**Short exercise**
Transcribe the listing below word for word, starting with the line that contains "patterned shirt? Mark that spot." and going on through the final line of the listing.

**Material for the task**

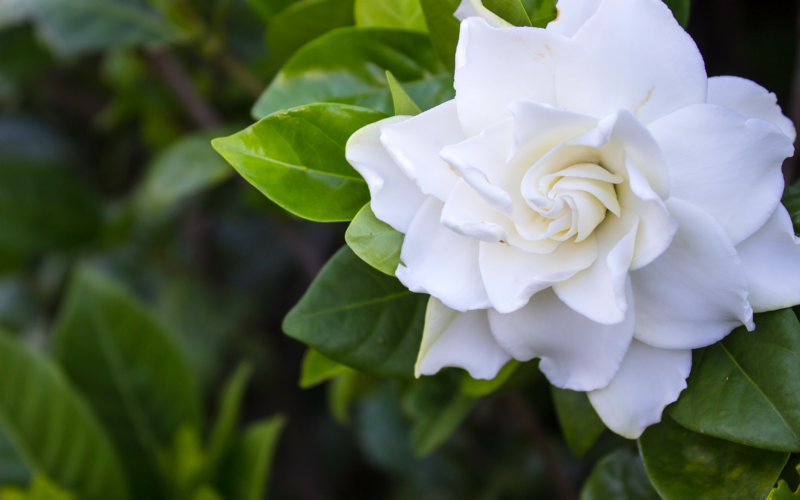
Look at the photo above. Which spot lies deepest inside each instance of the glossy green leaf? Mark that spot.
(317, 369)
(296, 158)
(80, 26)
(444, 28)
(579, 422)
(403, 103)
(402, 14)
(44, 208)
(129, 369)
(477, 388)
(222, 435)
(348, 66)
(358, 316)
(245, 473)
(40, 488)
(680, 8)
(376, 242)
(619, 476)
(182, 170)
(510, 10)
(746, 388)
(685, 465)
(302, 22)
(53, 429)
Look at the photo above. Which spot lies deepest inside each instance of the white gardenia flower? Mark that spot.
(591, 198)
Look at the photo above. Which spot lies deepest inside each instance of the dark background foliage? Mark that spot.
(223, 267)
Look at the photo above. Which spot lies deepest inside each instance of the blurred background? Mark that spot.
(105, 163)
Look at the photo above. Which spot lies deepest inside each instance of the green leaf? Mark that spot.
(76, 26)
(402, 14)
(746, 388)
(296, 158)
(359, 317)
(246, 471)
(40, 488)
(348, 66)
(510, 10)
(222, 436)
(619, 476)
(303, 22)
(53, 429)
(444, 28)
(579, 422)
(403, 104)
(44, 208)
(680, 8)
(182, 170)
(129, 369)
(317, 369)
(376, 242)
(684, 465)
(783, 492)
(478, 388)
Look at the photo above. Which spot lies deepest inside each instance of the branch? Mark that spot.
(529, 421)
(180, 84)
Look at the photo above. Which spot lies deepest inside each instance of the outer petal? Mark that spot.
(495, 66)
(750, 100)
(725, 164)
(415, 144)
(512, 276)
(599, 291)
(577, 354)
(463, 340)
(572, 15)
(696, 292)
(771, 260)
(440, 262)
(633, 55)
(648, 380)
(395, 198)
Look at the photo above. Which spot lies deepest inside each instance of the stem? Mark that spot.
(530, 423)
(180, 84)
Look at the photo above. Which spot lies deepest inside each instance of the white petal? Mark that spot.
(728, 165)
(415, 144)
(577, 354)
(572, 15)
(512, 276)
(440, 262)
(648, 380)
(395, 198)
(696, 292)
(475, 8)
(632, 55)
(599, 291)
(463, 340)
(495, 66)
(750, 100)
(771, 260)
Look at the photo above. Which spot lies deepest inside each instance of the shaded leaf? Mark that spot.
(245, 472)
(374, 241)
(579, 422)
(682, 464)
(317, 369)
(359, 317)
(619, 476)
(302, 22)
(129, 369)
(348, 66)
(75, 450)
(297, 159)
(746, 388)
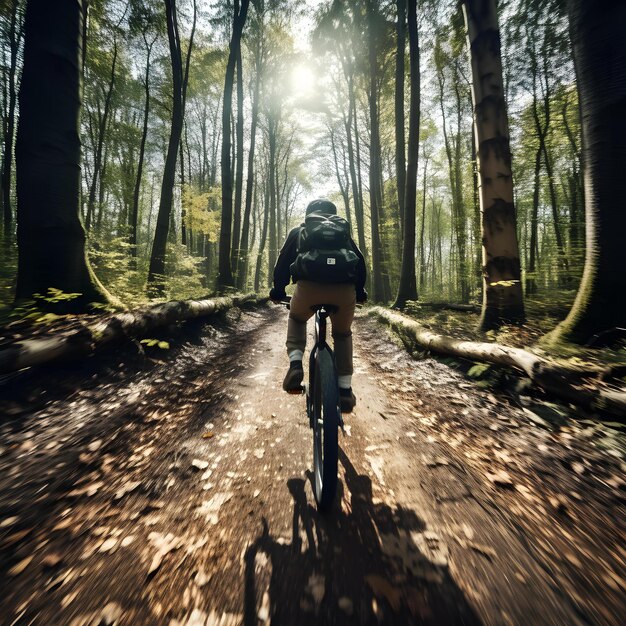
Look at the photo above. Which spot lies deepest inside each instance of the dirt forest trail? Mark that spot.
(176, 491)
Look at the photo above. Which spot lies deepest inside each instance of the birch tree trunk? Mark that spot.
(225, 276)
(598, 32)
(408, 284)
(502, 290)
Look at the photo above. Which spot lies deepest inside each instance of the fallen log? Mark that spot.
(91, 335)
(452, 306)
(563, 381)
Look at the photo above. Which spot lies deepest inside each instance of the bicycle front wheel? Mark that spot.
(325, 407)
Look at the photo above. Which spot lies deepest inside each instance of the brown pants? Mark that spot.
(308, 294)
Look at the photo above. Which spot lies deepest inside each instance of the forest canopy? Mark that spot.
(206, 127)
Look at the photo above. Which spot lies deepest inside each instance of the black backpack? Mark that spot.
(325, 253)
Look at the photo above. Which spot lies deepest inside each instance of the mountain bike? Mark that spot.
(322, 406)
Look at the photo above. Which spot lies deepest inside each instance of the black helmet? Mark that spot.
(321, 205)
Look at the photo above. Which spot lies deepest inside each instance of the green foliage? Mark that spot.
(163, 345)
(478, 370)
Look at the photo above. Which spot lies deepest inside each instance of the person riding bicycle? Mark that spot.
(321, 258)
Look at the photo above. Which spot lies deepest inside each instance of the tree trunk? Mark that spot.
(378, 290)
(259, 258)
(225, 275)
(502, 290)
(271, 206)
(343, 188)
(50, 235)
(142, 151)
(98, 161)
(531, 278)
(356, 195)
(236, 248)
(242, 267)
(399, 108)
(422, 228)
(598, 32)
(15, 34)
(408, 287)
(156, 274)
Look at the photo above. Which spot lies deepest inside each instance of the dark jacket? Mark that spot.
(289, 252)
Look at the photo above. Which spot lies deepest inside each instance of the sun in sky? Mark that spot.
(302, 81)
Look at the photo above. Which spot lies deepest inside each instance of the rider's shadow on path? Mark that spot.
(364, 563)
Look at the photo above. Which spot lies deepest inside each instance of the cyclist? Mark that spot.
(321, 258)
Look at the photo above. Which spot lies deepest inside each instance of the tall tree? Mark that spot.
(50, 235)
(14, 37)
(258, 53)
(407, 289)
(225, 276)
(156, 273)
(502, 289)
(235, 252)
(144, 21)
(598, 32)
(399, 106)
(380, 281)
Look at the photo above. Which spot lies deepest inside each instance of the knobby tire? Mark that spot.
(325, 438)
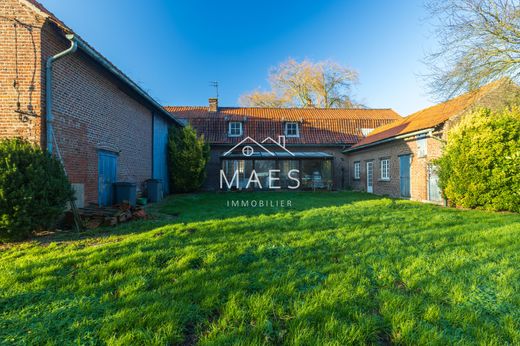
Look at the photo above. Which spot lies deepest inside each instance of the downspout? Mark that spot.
(48, 88)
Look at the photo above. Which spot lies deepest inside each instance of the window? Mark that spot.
(385, 169)
(235, 129)
(357, 170)
(291, 129)
(422, 146)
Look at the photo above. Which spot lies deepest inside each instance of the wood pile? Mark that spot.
(95, 216)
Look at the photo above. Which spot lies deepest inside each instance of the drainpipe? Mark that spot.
(48, 87)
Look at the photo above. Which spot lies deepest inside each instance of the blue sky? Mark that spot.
(173, 49)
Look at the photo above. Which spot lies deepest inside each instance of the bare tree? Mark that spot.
(479, 42)
(306, 84)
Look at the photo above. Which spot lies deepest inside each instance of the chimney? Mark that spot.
(213, 105)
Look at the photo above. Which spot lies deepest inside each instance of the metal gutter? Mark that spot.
(410, 134)
(48, 88)
(136, 88)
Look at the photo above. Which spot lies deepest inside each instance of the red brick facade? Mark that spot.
(20, 71)
(92, 110)
(392, 151)
(495, 95)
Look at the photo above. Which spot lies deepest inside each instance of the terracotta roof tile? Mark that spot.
(428, 117)
(318, 126)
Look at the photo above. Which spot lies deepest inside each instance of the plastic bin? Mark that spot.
(154, 190)
(125, 192)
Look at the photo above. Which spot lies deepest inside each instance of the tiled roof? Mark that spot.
(428, 117)
(317, 126)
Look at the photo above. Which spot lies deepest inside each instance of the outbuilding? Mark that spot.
(62, 94)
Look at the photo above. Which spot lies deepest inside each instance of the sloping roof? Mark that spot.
(101, 59)
(317, 126)
(429, 117)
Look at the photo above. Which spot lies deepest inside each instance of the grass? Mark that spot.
(335, 268)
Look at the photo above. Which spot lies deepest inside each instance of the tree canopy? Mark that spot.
(479, 42)
(323, 84)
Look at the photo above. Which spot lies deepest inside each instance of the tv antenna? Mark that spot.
(215, 85)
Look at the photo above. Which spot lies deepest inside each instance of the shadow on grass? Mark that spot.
(364, 270)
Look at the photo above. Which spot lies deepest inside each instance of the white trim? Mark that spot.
(370, 187)
(382, 170)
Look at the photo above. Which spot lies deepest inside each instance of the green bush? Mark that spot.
(188, 155)
(480, 166)
(33, 189)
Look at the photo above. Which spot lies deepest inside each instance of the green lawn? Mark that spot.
(335, 268)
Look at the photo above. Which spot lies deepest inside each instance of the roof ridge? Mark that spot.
(284, 108)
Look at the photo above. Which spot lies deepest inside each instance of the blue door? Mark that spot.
(404, 174)
(107, 174)
(160, 151)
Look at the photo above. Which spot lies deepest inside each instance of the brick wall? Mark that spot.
(212, 181)
(20, 71)
(92, 111)
(392, 151)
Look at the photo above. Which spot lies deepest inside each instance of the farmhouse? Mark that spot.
(255, 141)
(62, 94)
(397, 159)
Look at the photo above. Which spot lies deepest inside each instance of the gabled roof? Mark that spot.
(429, 117)
(103, 61)
(317, 126)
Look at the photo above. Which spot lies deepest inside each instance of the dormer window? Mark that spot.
(291, 129)
(235, 129)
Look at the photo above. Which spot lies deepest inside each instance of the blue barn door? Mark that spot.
(107, 175)
(404, 174)
(160, 151)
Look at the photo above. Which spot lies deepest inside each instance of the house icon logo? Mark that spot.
(249, 143)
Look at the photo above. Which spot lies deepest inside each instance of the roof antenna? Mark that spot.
(215, 85)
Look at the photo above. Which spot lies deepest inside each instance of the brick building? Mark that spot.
(310, 140)
(102, 124)
(396, 159)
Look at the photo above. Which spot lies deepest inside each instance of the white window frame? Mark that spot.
(287, 127)
(357, 170)
(384, 168)
(230, 128)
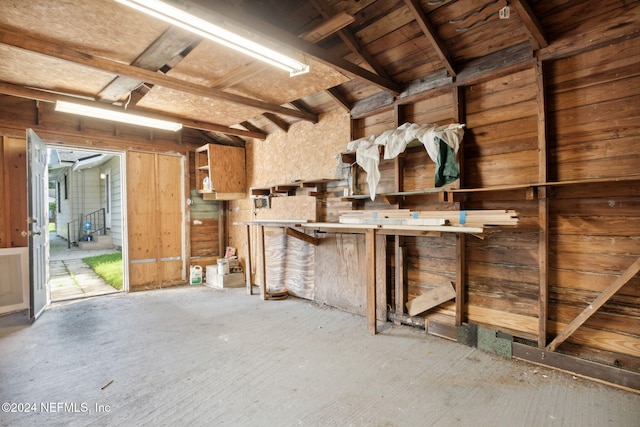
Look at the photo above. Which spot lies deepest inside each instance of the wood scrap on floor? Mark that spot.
(436, 296)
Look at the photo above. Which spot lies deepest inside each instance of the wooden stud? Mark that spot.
(370, 245)
(301, 236)
(247, 266)
(461, 270)
(262, 264)
(400, 294)
(543, 212)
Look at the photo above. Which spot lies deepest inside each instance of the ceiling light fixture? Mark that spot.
(189, 22)
(117, 116)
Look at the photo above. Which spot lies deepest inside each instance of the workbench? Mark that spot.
(369, 230)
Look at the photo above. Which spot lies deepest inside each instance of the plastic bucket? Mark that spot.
(223, 267)
(195, 278)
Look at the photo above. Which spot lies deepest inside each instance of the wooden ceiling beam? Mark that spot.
(48, 48)
(166, 47)
(339, 98)
(531, 22)
(277, 121)
(39, 95)
(252, 68)
(349, 39)
(264, 29)
(331, 25)
(431, 34)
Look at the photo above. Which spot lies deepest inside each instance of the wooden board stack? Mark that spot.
(471, 218)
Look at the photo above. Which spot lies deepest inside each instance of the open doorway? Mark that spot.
(86, 205)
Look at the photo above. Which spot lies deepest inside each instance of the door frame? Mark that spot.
(122, 155)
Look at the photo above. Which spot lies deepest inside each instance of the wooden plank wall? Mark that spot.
(501, 148)
(592, 108)
(156, 255)
(204, 224)
(594, 101)
(13, 174)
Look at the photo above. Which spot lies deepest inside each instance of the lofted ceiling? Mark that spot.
(362, 54)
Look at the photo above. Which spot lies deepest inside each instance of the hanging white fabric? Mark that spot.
(396, 141)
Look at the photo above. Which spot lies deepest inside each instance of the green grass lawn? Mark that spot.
(109, 267)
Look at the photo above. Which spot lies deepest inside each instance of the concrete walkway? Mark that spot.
(70, 277)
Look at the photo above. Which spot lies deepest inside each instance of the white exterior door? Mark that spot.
(37, 223)
(107, 202)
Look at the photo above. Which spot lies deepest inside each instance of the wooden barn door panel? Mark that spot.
(155, 219)
(169, 217)
(142, 220)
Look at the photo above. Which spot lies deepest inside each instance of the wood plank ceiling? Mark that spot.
(362, 53)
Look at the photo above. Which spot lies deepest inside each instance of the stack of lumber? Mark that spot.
(471, 218)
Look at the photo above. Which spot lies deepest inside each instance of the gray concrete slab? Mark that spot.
(198, 356)
(69, 276)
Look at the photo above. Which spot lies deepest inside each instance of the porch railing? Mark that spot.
(76, 230)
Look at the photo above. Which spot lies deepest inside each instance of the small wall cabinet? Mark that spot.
(220, 172)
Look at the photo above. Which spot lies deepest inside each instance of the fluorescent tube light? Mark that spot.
(118, 116)
(182, 19)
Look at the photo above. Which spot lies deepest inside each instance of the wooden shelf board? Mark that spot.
(394, 228)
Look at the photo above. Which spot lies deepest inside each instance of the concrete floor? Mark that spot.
(199, 356)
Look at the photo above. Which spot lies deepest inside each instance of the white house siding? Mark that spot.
(83, 197)
(112, 167)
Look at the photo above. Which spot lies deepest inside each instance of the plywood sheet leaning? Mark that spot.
(142, 219)
(290, 264)
(439, 294)
(169, 212)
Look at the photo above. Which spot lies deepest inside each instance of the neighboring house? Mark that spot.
(88, 189)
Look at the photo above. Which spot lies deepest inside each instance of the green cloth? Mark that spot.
(446, 166)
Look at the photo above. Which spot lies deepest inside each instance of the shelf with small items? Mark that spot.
(220, 172)
(291, 189)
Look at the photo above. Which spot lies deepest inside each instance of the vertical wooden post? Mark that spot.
(460, 275)
(382, 281)
(262, 263)
(543, 211)
(399, 276)
(370, 251)
(461, 264)
(247, 266)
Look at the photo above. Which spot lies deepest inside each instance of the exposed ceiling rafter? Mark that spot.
(349, 39)
(530, 21)
(431, 34)
(48, 48)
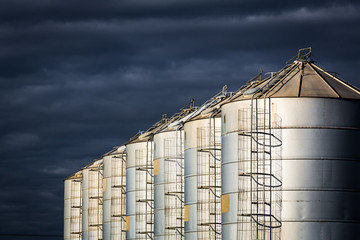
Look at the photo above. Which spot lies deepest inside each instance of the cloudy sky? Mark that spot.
(80, 77)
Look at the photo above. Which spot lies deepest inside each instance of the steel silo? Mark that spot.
(140, 185)
(169, 178)
(114, 194)
(290, 159)
(92, 201)
(202, 214)
(72, 207)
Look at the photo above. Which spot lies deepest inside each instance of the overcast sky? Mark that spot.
(80, 77)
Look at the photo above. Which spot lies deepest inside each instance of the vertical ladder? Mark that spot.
(209, 181)
(259, 173)
(174, 187)
(144, 193)
(118, 203)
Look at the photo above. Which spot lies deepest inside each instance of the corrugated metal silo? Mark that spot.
(114, 194)
(290, 159)
(92, 201)
(72, 208)
(202, 213)
(169, 178)
(140, 185)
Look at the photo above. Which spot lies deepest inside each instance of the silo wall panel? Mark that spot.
(67, 208)
(320, 161)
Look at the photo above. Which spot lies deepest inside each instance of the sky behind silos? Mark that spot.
(80, 77)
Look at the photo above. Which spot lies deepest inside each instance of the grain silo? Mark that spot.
(72, 207)
(140, 184)
(202, 210)
(92, 201)
(289, 159)
(114, 194)
(169, 178)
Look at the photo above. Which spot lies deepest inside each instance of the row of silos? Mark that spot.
(275, 160)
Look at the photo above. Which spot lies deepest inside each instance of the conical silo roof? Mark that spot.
(302, 79)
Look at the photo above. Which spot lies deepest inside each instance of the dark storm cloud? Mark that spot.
(80, 77)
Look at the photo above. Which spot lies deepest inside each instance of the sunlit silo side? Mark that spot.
(202, 213)
(169, 178)
(140, 185)
(114, 194)
(290, 159)
(92, 201)
(67, 208)
(72, 209)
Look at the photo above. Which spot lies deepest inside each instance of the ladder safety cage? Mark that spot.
(174, 186)
(76, 212)
(144, 194)
(209, 181)
(259, 165)
(95, 201)
(118, 196)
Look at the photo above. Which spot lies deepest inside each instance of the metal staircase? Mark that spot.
(259, 172)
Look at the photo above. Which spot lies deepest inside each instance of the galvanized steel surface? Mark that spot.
(168, 185)
(202, 205)
(320, 191)
(139, 195)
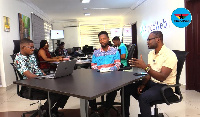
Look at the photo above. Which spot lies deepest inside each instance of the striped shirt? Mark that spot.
(106, 59)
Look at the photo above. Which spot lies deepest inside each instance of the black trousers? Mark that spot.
(56, 100)
(110, 97)
(151, 92)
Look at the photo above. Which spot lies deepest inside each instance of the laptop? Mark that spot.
(64, 68)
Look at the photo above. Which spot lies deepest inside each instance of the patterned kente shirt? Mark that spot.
(24, 63)
(106, 59)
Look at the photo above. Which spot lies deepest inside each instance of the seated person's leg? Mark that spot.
(129, 90)
(151, 94)
(110, 97)
(93, 105)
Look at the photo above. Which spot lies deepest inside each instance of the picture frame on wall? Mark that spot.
(6, 24)
(24, 26)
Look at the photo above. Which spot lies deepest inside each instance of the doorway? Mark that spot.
(134, 39)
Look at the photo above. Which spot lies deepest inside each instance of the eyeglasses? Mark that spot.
(32, 47)
(152, 38)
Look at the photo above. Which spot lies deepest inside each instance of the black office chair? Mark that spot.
(177, 97)
(131, 51)
(33, 113)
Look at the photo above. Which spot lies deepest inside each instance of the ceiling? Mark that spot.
(73, 10)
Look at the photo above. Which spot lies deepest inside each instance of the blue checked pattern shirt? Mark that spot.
(26, 63)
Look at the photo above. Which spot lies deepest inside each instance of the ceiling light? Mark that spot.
(85, 1)
(87, 14)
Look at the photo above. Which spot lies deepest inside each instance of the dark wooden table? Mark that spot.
(86, 84)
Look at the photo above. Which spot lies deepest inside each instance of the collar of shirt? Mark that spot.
(161, 50)
(101, 50)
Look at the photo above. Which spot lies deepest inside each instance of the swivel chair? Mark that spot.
(177, 97)
(33, 113)
(131, 51)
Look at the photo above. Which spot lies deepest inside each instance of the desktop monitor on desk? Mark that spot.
(88, 49)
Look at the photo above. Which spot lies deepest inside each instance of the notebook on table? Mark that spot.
(64, 68)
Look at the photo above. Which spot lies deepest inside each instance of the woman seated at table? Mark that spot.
(45, 57)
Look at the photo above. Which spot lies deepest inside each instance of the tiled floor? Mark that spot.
(189, 107)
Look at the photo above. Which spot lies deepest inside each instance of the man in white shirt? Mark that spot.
(161, 69)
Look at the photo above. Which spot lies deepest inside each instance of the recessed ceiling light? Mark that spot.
(85, 1)
(87, 14)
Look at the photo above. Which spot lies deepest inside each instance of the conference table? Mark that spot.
(86, 84)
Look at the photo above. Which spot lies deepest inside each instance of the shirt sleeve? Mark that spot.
(170, 61)
(116, 62)
(20, 65)
(123, 50)
(94, 63)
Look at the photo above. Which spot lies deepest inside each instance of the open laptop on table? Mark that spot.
(64, 68)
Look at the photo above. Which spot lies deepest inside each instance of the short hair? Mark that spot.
(158, 34)
(62, 43)
(25, 40)
(103, 32)
(42, 43)
(116, 38)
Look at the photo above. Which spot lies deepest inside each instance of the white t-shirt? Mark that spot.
(166, 58)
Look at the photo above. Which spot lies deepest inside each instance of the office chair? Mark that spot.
(131, 51)
(33, 113)
(177, 97)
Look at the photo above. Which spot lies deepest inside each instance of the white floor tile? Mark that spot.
(189, 107)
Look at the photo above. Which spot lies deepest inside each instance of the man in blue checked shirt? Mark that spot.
(105, 58)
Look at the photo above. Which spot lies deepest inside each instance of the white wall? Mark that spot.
(72, 38)
(11, 8)
(156, 10)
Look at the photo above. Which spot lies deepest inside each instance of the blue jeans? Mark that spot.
(151, 92)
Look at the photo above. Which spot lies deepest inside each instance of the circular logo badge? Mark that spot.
(181, 17)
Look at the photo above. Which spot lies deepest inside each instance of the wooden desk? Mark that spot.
(86, 84)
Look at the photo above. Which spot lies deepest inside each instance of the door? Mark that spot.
(134, 39)
(193, 46)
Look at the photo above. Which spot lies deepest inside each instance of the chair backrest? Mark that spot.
(181, 56)
(18, 77)
(131, 50)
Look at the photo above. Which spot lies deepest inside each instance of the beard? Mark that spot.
(153, 46)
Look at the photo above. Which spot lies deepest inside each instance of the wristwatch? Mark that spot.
(147, 69)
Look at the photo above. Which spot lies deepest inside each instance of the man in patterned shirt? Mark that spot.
(105, 58)
(25, 63)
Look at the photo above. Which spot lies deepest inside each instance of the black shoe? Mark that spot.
(94, 114)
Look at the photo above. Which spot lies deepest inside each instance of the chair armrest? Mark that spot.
(167, 87)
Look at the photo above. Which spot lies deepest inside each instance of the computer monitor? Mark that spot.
(87, 49)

**Written response**
Look at the photo above. Which spot lies deepest inside each instance of the man in patterned shirt? Mark that spot.
(105, 58)
(25, 63)
Look at the photo above. Which spot lies deepest inside each instance of the black shoe? Mark that spot.
(94, 114)
Look at the photo above. Which spot lies deepest inside each instance of the chair armrest? Mark that spot.
(167, 87)
Look at the photo above. Which spot lies deepest inside each instance of the computer monitor? Mark that spot.
(87, 49)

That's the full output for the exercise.